═══ Brano da leggere

Collaboratori occasionali sono grandi nomi dell'economia, come Melchiorre Gioia,
Gian Domenico Romagnosi (1761-1835) e Giuseppe Pecchio (1785-1835), storici come
il ginevrino Sismonde de Sismondi (1773-1842), scienziati come il
medico-letterato Giovanni Rasori (1766-1837).
Manzoni ne rimane estraneo, troppo assorbito dalla sua attività creativa, che
in quegli anni è davvero intensa. Segue, però, con attenzione e
partecipazione, condividendone il programma. Il titolo del periodico,
"Conciliatore", non è casuale: nasce dall'intenzione di mettere in
comune gli sforzi dei circoli intellettuali milanesi per dare alla letteratura
forza ed efficacia, per elaborare un valido progetto culturale, sociale e
politico: inevitabile, quindi, proprio alla luce dell'evidente intento
patriottico, che intervenga l'occhio vigile della censura austriaca, la quale
lascia ben poca vita al giornale. L'impegno sociale del Conciliatore, che
mira alla "pubblica utilità", istruendo i Milanesi sulle innovazioni
che in Europa segnano il progresso in tutte le branche del sapere (dalla
pedagogia all'agricoltura, dalle istituzioni alla medicina, dalle scienze
naturali alle loro applicazioni tecniche), lo pongono sulla linea del Caffè,
del quale, peraltro, i "conciliatori" si considerano eredi e
prosecutori.

══════
═══ Dati dell'esercizio

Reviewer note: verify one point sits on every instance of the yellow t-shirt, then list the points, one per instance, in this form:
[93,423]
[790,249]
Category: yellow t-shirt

══════

*Elenco dei compiti*
a) Secondo il brano sul Conciliatore, quale censura interviene e lascia poca vita al giornale?
b) Riscrivi il brano sul Conciliatore tra "Collaboratori occasionali sono" e "Giovanni Rasori (1766-1837).", compresi, sostituendo "scienziati" con "studiosi".
c) Prosegui il brano sul Conciliatore dopo la sua ultima frase.

*Risposte ai compiti*
a) La censura austriaca.

b)
Collaboratori occasionali sono grandi nomi dell'economia, come Melchiorre Gioia,
Gian Domenico Romagnosi (1761-1835) e Giuseppe Pecchio (1785-1835), storici come
il ginevrino Sismonde de Sismondi (1773-1842), studiosi come il
medico-letterato Giovanni Rasori (1766-1837).

c)
Naturalmente il giornale si presenta come espressione di una cultura italiana.
Per esempio, il problema della coltivazione della vite in Toscana non risulta
meno interessante di quello dei bachi da seta in Lombardia. C'è quanto basta
per indurre l'Austria a sopprimere il giornale e costringere al silenzio i
collaboratori con l'intimidazione o la deportazione: tra questi ricordiamo
Silvio Pellico, il quale riporta le memorie della sua prigionia nel carcere
asburgico dello Spielberg nel libretto Mie prigioni (1832), che fece
grande scalpore e rappresentò per l'Austria una notevole sconfitta.
Gli anni del "periodo creativo" del Manzoni
sono caratterizzati da grandi eventi storici che si ripercuotono sulla
Lombardia, lasciando tracce profonde. Il crollo di Napoleone, e la restaurazione
sui troni degli antichi sovrani, "spazzati via" dalla conquista
francese, porta la Lombardia nuovamente sotto la dominazione austriaca. Anche
qui, come in altri Paesi europei, si formano società segrete; in Lombardia
sorge la Carboneria, che organizza moti insurrezionali, destinati a fallire
prima ancora di realizzarsi.
Manzoni abbraccia gli ideali patriottici e risorgimentali, auspicando
l'indipendenza e l'unificazione delle regioni italiane: esprime le sue idee
soprattutto nelle quattro appassionate Odi civili. Proprio il Cinque
maggio, che non ha un carattere militante
patriottico, perché non invita all'azione, rappresenta una riflessione sul
rapporto fra l'uomo e la storia. Manzoni introduce il concetto di provvida
sventura, affermando che le sconfitte, come l'esilio di Napoleone, avvicinano
l'uomo alla fede e gli fanno conquistare qualcosa di molto più alto e prezioso,
la salvezza dell'anima.
Con la scrittura delle tragedie Il conte di Carmagmola e Adelchi,
si rafforzano proprio due concetti che diventeranno il fondamento della poetica
manzoniana: la provvida sventura e il vero storico.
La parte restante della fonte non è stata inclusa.